=== SOURCE EXTRACT ===

"""

The purpose of ``decompressobj()`` is to provide an API-compatible interface
with ``zlib.decompressobj`` and ``bz2.BZ2Decompressor``. This allows callers
to swap in different decompressor objects while using the same API.
Each object is single use: once an input frame is decoded, ``decompress()``
can no longer be called.
Here is how this API should be used::
dctx = zstd.ZstdDecompressor()
dobj = dctx.decompressobj()
data = dobj.decompress(compressed_chunk_0)
data = dobj.decompress(compressed_chunk_1)
By default, calls to ``decompress()`` write output data in chunks of size
``DECOMPRESSION_RECOMMENDED_OUTPUT_SIZE``. These chunks are concatenated
before being returned to the caller. It is possible to define the size of
these temporary chunks by passing ``write_size`` to ``decompressobj()``::
dctx = zstd.ZstdDecompressor()
dobj = dctx.decompressobj(write_size=1048576)
.. note::
Because calls to ``decompress()`` may need to perform multiple
memory (re)allocations, this streaming decompression API isn't as
efficient as other APIs.
For compatibility with the standard library APIs, instances expose a
``flush([length=None])`` method. This method no-ops and has no meaningful
side-effects, making it safe to call any time.
Batch Decompression API
^^^^^^^^^^^^^^^^^^^^^^^
(Experimental. Not yet supported in CFFI bindings.)
``multi_decompress_to_buffer()`` performs decompression of multiple
frames as a single operation and returns a ``BufferWithSegmentsCollection``
containing decompressed data for all inputs.
Compressed frames can be passed to the function as a ``BufferWithSegments``,
a ``BufferWithSegmentsCollection``, or as a list containing objects that
conform to the buffer protocol. For best performance, pass a
``BufferWithSegmentsCollection`` or a ``BufferWithSegments``, as
minimal input validation will be done for that type. If calling from
Python (as opposed to C), constructing one of these instances may add
overhead cancelling out the performance overhead of validation for list
inputs.::
dctx = zstd.ZstdDecompressor()
results = dctx.multi_decompress_to_buffer([b'...', b'...'])
The decompressed size of each frame MUST be discoverable. It can either be
embedded within the zstd frame (``write_content_size=True`` argument to
``ZstdCompressor``) or passed in via the ``decompressed_sizes`` argument.
The ``decompressed_sizes`` argument is an object conforming to the buffer
protocol which holds an array of 64-bit unsigned integers in the machine's
native format defining the decompressed sizes of each frame. If this argument
is passed, it avoids having to scan each frame for its decompressed size.
This frame scanning can add noticeable overhead in some scenarios.::
frames = [...]
sizes = struct.pack('=QQQQ', len0, len1, len2, len3)
dctx = zstd.ZstdDecompressor()
results = dctx.multi_decompress_to_buffer(frames, decompressed_sizes=sizes)

"""

[Items from a labeling collection]
"""

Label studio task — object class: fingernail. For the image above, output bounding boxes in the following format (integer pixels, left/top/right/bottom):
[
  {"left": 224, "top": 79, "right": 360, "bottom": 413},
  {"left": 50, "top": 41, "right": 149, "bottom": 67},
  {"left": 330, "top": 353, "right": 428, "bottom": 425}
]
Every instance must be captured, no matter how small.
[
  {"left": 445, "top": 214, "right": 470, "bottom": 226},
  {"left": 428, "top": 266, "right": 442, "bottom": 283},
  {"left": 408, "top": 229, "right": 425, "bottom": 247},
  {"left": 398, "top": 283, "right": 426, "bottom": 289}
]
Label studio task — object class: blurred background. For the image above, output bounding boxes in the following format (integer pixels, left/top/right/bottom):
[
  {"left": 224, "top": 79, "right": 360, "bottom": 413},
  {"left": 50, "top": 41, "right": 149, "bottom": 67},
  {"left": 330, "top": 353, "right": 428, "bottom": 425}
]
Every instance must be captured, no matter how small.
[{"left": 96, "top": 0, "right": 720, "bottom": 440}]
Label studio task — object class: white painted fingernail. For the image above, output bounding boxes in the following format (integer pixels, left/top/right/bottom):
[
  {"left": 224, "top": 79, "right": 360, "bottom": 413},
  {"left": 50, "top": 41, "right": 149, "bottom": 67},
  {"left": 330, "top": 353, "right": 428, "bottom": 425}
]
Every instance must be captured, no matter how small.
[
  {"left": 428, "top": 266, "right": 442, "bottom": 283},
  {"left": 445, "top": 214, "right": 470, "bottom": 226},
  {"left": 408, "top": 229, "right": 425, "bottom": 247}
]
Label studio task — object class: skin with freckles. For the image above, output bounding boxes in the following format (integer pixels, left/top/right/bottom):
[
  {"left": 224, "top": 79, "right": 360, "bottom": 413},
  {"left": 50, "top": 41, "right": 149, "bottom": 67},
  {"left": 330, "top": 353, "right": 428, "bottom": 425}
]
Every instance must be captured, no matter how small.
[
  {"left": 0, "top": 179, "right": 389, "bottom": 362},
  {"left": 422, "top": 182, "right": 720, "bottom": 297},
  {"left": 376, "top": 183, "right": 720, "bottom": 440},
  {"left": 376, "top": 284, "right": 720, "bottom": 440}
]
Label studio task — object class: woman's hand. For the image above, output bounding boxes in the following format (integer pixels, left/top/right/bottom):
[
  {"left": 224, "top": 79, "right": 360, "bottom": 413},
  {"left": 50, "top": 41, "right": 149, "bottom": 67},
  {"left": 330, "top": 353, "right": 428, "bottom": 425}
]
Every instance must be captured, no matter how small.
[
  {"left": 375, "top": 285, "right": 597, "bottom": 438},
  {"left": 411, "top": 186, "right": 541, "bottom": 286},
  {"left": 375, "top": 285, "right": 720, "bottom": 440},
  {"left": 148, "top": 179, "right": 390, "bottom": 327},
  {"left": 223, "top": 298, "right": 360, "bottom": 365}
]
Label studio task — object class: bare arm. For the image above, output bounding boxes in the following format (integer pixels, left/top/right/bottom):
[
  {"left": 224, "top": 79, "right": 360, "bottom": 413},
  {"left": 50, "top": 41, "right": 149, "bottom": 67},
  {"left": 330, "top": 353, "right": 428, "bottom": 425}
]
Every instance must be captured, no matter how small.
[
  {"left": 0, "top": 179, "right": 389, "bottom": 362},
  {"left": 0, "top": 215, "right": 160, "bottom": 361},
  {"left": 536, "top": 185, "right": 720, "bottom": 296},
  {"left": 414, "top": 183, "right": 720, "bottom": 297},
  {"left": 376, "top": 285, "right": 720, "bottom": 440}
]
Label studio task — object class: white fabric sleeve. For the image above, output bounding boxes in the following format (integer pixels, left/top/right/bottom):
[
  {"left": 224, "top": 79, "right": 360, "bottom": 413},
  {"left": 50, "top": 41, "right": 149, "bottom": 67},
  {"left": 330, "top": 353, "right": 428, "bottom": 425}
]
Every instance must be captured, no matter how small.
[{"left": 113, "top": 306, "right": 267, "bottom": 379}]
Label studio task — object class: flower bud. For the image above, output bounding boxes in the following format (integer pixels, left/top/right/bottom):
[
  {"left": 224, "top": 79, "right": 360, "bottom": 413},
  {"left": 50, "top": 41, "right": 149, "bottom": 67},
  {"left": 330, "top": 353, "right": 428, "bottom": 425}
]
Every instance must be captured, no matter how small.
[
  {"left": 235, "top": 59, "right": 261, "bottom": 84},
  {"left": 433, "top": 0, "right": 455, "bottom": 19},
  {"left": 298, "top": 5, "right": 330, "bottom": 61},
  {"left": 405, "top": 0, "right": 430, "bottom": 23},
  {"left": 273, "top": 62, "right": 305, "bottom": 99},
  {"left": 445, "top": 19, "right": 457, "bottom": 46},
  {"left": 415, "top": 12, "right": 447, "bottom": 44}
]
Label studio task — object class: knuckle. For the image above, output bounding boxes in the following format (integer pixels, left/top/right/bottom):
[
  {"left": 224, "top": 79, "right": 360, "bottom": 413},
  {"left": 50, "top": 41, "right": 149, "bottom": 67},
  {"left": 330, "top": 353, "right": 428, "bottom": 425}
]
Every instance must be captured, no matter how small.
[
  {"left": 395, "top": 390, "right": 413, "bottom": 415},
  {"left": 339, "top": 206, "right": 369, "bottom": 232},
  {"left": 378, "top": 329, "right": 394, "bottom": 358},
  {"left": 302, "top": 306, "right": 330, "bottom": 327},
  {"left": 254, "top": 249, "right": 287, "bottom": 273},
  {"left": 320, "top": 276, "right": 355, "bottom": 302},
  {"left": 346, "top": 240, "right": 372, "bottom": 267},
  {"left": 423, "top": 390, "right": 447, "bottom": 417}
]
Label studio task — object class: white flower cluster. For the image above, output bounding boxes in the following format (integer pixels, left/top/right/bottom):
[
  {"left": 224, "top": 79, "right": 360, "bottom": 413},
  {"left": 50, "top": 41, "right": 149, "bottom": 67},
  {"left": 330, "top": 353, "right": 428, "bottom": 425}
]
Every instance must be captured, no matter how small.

"""

=== WRITTEN INSTRUCTION ===
Using the zstd decompression documentation above, decide whether each statement agrees with it. Answer yes or no for each, and quote the words that decide it.
1. One object returned by decompressobj() can decode several input frames.
2. Calling flush() on these instances is safe at any time.
3. multi_decompress_to_buffer() is supported in the CFFI bindings.

=== SOLUTION TO THIS TASK ===
1. No: "Each object is single use: once an input frame is decoded, ``decompress()`` can no longer be called."
2. Yes: "This method no-ops and has no meaningful side-effects, making it safe to call any time."
3. No: "(Experimental. Not yet supported in CFFI bindings.)"